TASK TO COMPLETE - All entries must be set down once more, precisely as given.

========================

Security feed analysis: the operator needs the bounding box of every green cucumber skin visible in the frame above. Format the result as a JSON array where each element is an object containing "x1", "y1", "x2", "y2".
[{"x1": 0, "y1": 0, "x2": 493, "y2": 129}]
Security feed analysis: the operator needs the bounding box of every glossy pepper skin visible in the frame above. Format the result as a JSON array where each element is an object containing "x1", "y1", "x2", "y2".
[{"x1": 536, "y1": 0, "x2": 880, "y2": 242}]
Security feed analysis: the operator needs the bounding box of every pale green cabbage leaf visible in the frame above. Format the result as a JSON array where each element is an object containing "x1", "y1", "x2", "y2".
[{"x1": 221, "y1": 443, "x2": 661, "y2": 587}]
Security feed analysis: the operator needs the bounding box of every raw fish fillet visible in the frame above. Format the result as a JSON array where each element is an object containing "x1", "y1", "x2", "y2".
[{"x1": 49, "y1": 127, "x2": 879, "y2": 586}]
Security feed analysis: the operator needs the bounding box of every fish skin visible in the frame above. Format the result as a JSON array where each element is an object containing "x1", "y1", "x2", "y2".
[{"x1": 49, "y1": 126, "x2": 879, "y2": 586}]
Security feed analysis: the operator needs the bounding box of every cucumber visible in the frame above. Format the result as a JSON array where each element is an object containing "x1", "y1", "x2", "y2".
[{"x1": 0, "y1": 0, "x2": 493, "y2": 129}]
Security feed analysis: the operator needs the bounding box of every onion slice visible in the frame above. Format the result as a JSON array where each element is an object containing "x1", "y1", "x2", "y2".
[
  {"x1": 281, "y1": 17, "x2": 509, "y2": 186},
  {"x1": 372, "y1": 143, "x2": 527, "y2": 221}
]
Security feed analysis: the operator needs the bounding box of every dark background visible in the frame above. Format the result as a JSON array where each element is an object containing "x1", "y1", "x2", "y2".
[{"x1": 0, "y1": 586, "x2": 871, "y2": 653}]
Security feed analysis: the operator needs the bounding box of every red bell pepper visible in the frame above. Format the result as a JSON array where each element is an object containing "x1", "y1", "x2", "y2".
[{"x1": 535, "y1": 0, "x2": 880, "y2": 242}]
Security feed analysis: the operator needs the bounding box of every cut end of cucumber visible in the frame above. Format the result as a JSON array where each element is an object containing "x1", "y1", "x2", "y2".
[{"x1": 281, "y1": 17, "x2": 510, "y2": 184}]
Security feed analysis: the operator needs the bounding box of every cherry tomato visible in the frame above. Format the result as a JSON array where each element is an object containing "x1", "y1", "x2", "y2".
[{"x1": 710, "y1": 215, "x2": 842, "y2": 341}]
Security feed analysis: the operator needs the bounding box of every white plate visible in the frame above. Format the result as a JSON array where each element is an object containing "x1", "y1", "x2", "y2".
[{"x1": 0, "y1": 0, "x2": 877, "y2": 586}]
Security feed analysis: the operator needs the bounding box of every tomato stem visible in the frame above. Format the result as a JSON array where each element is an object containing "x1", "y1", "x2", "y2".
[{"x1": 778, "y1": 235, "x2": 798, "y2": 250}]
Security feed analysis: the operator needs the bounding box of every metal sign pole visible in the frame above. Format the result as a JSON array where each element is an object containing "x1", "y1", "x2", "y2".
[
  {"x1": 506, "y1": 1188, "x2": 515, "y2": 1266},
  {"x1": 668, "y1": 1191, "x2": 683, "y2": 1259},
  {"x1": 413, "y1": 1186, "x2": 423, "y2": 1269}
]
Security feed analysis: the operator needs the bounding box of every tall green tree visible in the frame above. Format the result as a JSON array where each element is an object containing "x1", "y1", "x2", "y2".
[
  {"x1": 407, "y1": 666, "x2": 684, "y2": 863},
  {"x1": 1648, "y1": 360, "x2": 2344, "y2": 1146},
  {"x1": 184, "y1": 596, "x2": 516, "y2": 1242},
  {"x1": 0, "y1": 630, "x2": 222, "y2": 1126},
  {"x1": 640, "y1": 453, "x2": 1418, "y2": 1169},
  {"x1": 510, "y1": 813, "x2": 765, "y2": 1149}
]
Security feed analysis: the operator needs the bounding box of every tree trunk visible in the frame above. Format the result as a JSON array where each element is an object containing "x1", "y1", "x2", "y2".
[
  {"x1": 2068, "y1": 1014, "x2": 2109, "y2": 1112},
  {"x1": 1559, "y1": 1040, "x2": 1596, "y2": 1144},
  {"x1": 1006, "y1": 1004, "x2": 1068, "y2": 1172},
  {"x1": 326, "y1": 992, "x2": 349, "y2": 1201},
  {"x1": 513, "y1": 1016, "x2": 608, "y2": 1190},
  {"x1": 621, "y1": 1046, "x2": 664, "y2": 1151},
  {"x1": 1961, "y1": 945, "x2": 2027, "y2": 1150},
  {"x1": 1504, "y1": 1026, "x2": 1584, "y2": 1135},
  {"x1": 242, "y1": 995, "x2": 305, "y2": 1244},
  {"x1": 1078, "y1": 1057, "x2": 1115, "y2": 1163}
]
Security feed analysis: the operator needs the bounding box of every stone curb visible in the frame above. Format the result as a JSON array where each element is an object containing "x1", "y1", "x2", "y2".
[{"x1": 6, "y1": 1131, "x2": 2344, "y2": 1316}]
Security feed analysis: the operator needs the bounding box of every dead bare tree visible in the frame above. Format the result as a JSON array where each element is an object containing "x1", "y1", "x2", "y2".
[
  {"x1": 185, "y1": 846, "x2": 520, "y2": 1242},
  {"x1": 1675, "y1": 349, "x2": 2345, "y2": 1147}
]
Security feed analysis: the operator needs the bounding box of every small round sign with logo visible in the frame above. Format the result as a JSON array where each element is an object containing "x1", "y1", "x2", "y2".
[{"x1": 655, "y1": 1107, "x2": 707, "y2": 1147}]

========================

RESPONSE TO THIS TASK -
Security feed analysis: the operator needs the bounding box of every green cucumber skin visible in the frame above. Format the result as a JSON array where each element is an object containing "x1", "y1", "x2", "y2".
[{"x1": 0, "y1": 0, "x2": 493, "y2": 129}]
Security feed analysis: the operator needs the bounding box of every glossy pepper skin visible in the frame above. Format the result as a JSON array where each element is an object containing "x1", "y1", "x2", "y2".
[{"x1": 536, "y1": 0, "x2": 880, "y2": 242}]
Security feed analysis: the operator needs the bounding box of every pale green cabbage leaf visible in the frame above. Format the result as a JSON array where each element is an object containing "x1", "y1", "x2", "y2".
[{"x1": 221, "y1": 443, "x2": 661, "y2": 587}]
Security feed analysis: the operator needs the bounding box of every raw fish fillet visible in the frame above. Format the result as a JSON array where each element is an object containing "x1", "y1", "x2", "y2".
[{"x1": 49, "y1": 127, "x2": 879, "y2": 586}]
Security feed analysis: the operator needs the bounding box of every fish skin visible in the frame above. Format the result as a JSON array where each element is an object containing "x1", "y1", "x2", "y2".
[{"x1": 49, "y1": 126, "x2": 879, "y2": 586}]
Security feed analysis: the operator needs the bounding box of every cucumber visible in the frame above. Format the result as a JSON array where each element is an object containing "x1", "y1", "x2", "y2".
[{"x1": 0, "y1": 0, "x2": 493, "y2": 129}]
Security feed analysis: the operator needs the bounding box of every onion slice visible in the frame above. Format the result as a JSON array where each element is an object containing "x1", "y1", "x2", "y2".
[
  {"x1": 281, "y1": 17, "x2": 509, "y2": 186},
  {"x1": 372, "y1": 143, "x2": 527, "y2": 221}
]
Security feed analysis: the operator needs the bounding box of every dark background visible in the frame above. Format the result as a JSON array where each element is an object containing "x1", "y1", "x2", "y2".
[{"x1": 0, "y1": 586, "x2": 871, "y2": 653}]
Security feed analysis: the operator needs the bounding box of every red bell pepper visible in the frame above. Format the result as a JSON array where each element is an object containing "x1", "y1", "x2", "y2".
[{"x1": 535, "y1": 0, "x2": 880, "y2": 242}]
Security feed analysis: the operator needs the bounding box of every cut end of cucumber visible in the frame above. Format the result as a JSON array where each element is an object containing "x1", "y1", "x2", "y2".
[{"x1": 281, "y1": 17, "x2": 510, "y2": 184}]
Security feed analysis: the operator needs the bounding box of every cherry tomato visible in the frame above. Format the result as a JSON array where each element is an object containing "x1", "y1", "x2", "y2".
[{"x1": 710, "y1": 215, "x2": 842, "y2": 341}]
Security feed analysis: the operator needs the bounding box of every white plate visible in the frame above. Format the result as a JSON array where each element is an object containing "x1", "y1", "x2", "y2".
[{"x1": 0, "y1": 0, "x2": 877, "y2": 586}]
Security feed analysis: the operator needs the bounding box of every tomato stem visible in the frame above. Format the result as a JSON array where each element is an object containing "x1", "y1", "x2", "y2".
[{"x1": 778, "y1": 235, "x2": 798, "y2": 250}]
Security feed analysis: the operator needs the bounding box of every metal sign pole visible in the frame above. Format the result as a JSON array where each element is an object containing "x1", "y1", "x2", "y2".
[
  {"x1": 506, "y1": 1188, "x2": 515, "y2": 1266},
  {"x1": 668, "y1": 1191, "x2": 683, "y2": 1259},
  {"x1": 413, "y1": 1186, "x2": 423, "y2": 1269}
]
Security feed analysis: the operator needs the bounding box of every tall green tree visible in the frame above. Format the result as a JSON array where each element is an object containing "x1", "y1", "x2", "y2".
[
  {"x1": 407, "y1": 666, "x2": 684, "y2": 863},
  {"x1": 1648, "y1": 360, "x2": 2344, "y2": 1146},
  {"x1": 184, "y1": 596, "x2": 516, "y2": 1242},
  {"x1": 0, "y1": 630, "x2": 222, "y2": 1126},
  {"x1": 640, "y1": 453, "x2": 1418, "y2": 1169},
  {"x1": 510, "y1": 813, "x2": 765, "y2": 1149}
]
Security feed analysis: the operator needs the bounding box of every tree trunk visible in the frame above. Format the result as a JSON array where each element is an object containing "x1", "y1", "x2", "y2".
[
  {"x1": 2068, "y1": 1014, "x2": 2109, "y2": 1112},
  {"x1": 1559, "y1": 1040, "x2": 1596, "y2": 1144},
  {"x1": 1006, "y1": 1004, "x2": 1068, "y2": 1172},
  {"x1": 326, "y1": 992, "x2": 349, "y2": 1201},
  {"x1": 513, "y1": 1016, "x2": 608, "y2": 1190},
  {"x1": 621, "y1": 1046, "x2": 664, "y2": 1151},
  {"x1": 1961, "y1": 945, "x2": 2027, "y2": 1150},
  {"x1": 1504, "y1": 1026, "x2": 1584, "y2": 1135},
  {"x1": 242, "y1": 995, "x2": 305, "y2": 1244},
  {"x1": 1078, "y1": 1057, "x2": 1115, "y2": 1163}
]
Security feed analysis: the operator needs the bounding box of every stone curb visible in the frame above. Format the result as a JSON array where each element is an object containing "x1", "y1", "x2", "y2".
[{"x1": 6, "y1": 1131, "x2": 2344, "y2": 1316}]
Security feed analysis: the operator needs the bounding box of every dead bare tree visible in the frame above. Format the result as a JSON array where each element is an object containing "x1", "y1", "x2", "y2".
[
  {"x1": 185, "y1": 846, "x2": 520, "y2": 1242},
  {"x1": 1675, "y1": 349, "x2": 2345, "y2": 1147}
]
Security feed analysis: the operator needs the bounding box of every small round sign with logo visible in the frame above. Format the result as a JSON array where each element is an object containing "x1", "y1", "x2", "y2".
[{"x1": 655, "y1": 1107, "x2": 707, "y2": 1147}]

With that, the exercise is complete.